# What to work on
Write out the data below in full. Keep it exact.

# Pointing dataset excerpts

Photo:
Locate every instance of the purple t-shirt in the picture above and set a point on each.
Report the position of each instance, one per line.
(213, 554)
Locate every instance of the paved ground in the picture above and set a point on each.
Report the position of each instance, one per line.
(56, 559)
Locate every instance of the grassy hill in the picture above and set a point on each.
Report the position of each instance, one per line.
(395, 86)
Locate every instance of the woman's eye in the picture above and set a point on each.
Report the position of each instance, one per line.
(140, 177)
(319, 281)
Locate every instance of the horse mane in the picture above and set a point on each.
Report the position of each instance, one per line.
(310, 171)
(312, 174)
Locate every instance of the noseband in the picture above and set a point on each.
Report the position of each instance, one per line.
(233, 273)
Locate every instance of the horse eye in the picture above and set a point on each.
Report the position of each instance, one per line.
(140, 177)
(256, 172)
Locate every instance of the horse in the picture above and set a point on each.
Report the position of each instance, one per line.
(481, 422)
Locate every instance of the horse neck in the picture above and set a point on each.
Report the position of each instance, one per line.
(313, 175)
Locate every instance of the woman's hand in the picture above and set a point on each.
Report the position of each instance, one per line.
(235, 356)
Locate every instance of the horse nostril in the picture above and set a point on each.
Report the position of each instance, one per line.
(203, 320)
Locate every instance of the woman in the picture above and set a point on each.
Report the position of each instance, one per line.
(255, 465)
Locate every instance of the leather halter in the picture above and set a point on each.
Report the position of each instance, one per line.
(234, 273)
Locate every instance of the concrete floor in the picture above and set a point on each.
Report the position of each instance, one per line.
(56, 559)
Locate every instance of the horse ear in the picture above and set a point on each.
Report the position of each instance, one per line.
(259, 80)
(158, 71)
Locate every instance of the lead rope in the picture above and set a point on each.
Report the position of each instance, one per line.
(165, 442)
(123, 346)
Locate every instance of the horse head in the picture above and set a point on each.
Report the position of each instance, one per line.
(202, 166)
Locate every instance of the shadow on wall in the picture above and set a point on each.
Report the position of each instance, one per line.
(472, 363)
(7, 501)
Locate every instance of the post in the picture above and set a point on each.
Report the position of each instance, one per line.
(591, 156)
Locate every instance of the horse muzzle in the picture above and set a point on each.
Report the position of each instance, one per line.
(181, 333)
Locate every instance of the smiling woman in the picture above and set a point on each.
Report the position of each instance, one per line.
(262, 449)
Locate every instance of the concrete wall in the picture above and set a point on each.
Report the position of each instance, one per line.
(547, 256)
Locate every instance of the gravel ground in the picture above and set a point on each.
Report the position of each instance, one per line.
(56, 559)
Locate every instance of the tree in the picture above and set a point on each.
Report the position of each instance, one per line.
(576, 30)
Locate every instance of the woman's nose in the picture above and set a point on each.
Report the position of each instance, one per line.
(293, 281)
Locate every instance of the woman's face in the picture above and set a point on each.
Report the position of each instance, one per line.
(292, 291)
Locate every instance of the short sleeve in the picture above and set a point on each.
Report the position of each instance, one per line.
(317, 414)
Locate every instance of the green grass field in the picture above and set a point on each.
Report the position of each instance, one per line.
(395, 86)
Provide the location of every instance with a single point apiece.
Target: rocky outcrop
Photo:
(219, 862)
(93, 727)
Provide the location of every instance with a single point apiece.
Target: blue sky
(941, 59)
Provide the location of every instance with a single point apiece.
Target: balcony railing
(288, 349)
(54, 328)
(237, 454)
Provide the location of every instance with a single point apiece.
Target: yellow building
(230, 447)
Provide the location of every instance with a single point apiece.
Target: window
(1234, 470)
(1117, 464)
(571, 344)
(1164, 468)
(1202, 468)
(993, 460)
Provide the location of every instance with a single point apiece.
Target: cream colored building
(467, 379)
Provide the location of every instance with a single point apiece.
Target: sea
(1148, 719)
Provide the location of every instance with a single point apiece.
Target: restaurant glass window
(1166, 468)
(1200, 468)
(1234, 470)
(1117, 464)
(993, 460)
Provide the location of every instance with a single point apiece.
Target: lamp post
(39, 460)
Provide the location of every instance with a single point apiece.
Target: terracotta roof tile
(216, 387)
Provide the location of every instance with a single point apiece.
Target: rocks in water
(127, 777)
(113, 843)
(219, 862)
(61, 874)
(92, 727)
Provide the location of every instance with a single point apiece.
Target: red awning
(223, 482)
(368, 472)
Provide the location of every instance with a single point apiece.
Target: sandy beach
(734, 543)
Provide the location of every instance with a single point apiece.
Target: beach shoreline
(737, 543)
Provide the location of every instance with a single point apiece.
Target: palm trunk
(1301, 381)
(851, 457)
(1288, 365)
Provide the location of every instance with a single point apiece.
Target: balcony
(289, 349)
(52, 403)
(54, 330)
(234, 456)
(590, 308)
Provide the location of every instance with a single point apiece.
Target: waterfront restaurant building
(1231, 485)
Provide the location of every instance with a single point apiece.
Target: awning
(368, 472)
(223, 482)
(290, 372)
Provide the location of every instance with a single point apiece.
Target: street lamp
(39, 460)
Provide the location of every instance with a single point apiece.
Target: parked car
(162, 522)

# Solution to this problem
Photo:
Locate every instance of the purple t-shirt in the picture above and set a point on each.
Report the position of each instance, one per line.
(213, 554)
Locate every instance of the paved ground in the picture above and set a point on each.
Report the position of each instance, one per line.
(56, 559)
Locate every instance of the grassy hill in the picture above and set a point on each.
Report the position of each instance, one per line.
(395, 86)
Locate every instance of the woman's eye in the picture above and set a point on each.
Report the position of each instance, one per line.
(140, 177)
(319, 281)
Locate every instance of the horse mane in the picture above and set a point on each.
Report the position of each instance, one per line.
(310, 171)
(312, 174)
Locate every instance of the noseband in the picture above and set a point on each.
Report the position of each instance, one per line.
(233, 273)
Locate every instance of the horse eye in the picture above and set a point on each.
Report the position of each instance, one per line.
(140, 177)
(256, 172)
Locate every instance of the horse in the picture above and set a point on each.
Report the position of each instance, one per line.
(481, 422)
Locate every instance of the horse neck in the picture above and set a point on each.
Report the position of each instance, one per line.
(313, 175)
Locate every instance of the woman's hand in the picture above and set a point on each.
Report the position of each instance, one per line.
(235, 356)
Locate every instance of the horse nostril in the picture above and set a point on each.
Report the position of each instance, one per line.
(203, 320)
Locate every instance of the woman in the picture above and set a point on each.
Report the position of each instance, one per line.
(255, 465)
Locate every instance of the leather halter in the picture above and set a point on each.
Report the position of each instance, one per line.
(234, 273)
Locate every instance of the concrete floor in the picture above and set a point on each.
Report the position of each instance, one per line.
(56, 559)
Locate every instance of the horse ear in the picture above and set a point on each.
Report the position of each instance, one per line.
(259, 80)
(158, 71)
Locate every instance of the lead rope in the picture above and set a point on each.
Report the position of each instance, one per line.
(165, 442)
(123, 346)
Locate every instance of the horse head in the picture above and set a point on each.
Report the position of each instance, one per line.
(202, 166)
Locate every instance of the shadow on wall in the picture above and set a point on each.
Report the position of each instance, one per line.
(472, 363)
(7, 501)
Locate every instance of the post in the picture above and set a point on each.
Report the position of each instance, one per line.
(591, 156)
Locate every instance of the horse muzzle in the picture above and set a point on each.
Report the position of each instance, one per line.
(181, 333)
Locate every instance of the smiling woman in the picture above and set a point on each.
Report the position of each instance, one per line.
(262, 449)
Locate every instance of the concrete wall in the picture above and set a point on each.
Report the position of each instance, one per line.
(547, 256)
Locate every instance of the gravel ground in the picture above and set a point on each.
Report the position of each instance, one per line.
(56, 559)
Locate every instance of the tree in the picture above and set a point on each.
Report the position of each instance, one per line.
(576, 30)
Locate every instance of the woman's nose in the picture above and set a point on each.
Report the position of each instance, one per line.
(293, 281)
Locate every instance of the woman's face in the picture above and set a point on each.
Report the position of each instance, one per line.
(292, 291)
Locate every instance of the short sleeve in the picture above and set a point on each.
Report the position of each instance, one per line.
(317, 414)
Locate every instance of the green grass field in the picture above and set a point on each.
Report the position of each instance, one per line.
(395, 86)
Provide the location of every instance with a single point apiece.
Target: rocky outcrop
Photo:
(219, 862)
(93, 727)
Provide the location of every instance with a single point apiece.
Target: blue sky
(941, 59)
Provide the location of every instance with a single point apiece.
Target: balcony railing
(288, 349)
(54, 328)
(237, 454)
Provide the location of every instance with a single point apiece.
Target: yellow building
(230, 447)
Provide the location of every instance with a single point apiece.
Target: window
(1234, 470)
(1117, 464)
(571, 344)
(1164, 468)
(1202, 468)
(993, 460)
Provide the location of every instance with a single point apiece.
Target: cream colored building
(467, 379)
Provide the location of every instance with a single point apiece.
Target: sea
(1148, 719)
Provide the location of every instance with a single point apiece.
Target: restaurant glass window
(1166, 468)
(1200, 468)
(1234, 470)
(1117, 464)
(993, 460)
Provide the location of every instance with a single point apiece.
Target: lamp post
(39, 460)
Provide the location of every instance with a single point apiece.
Target: terracotta roof tile
(216, 387)
Provide the location of every instance with a single point apiece.
Target: rocks in water
(127, 777)
(113, 843)
(219, 862)
(61, 874)
(92, 727)
Provide the location of every instance with a single point apiece.
Target: red awning
(223, 482)
(368, 472)
Provide the location of every instance with a single point apiece.
Target: sandy beach
(734, 543)
Provide the location of every instance with a single point apiece.
Target: beach shoreline
(737, 543)
Provide the location of every instance with a single point apiece.
Target: palm trunk
(1301, 381)
(851, 457)
(1288, 365)
Provide the location of every instance with a single point apiece.
Target: balcony
(289, 349)
(52, 403)
(54, 330)
(234, 456)
(590, 308)
Provide the location of every instance with a single point apiece.
Target: waterfront restaurant building
(1231, 485)
Provide the location of every instance with a single point apiece.
Target: awning
(368, 472)
(223, 482)
(290, 372)
Provide the location of every instance with a single point apiece.
Target: street lamp
(39, 460)
Provide the location of every instance with a single point apiece.
Target: parked car
(162, 522)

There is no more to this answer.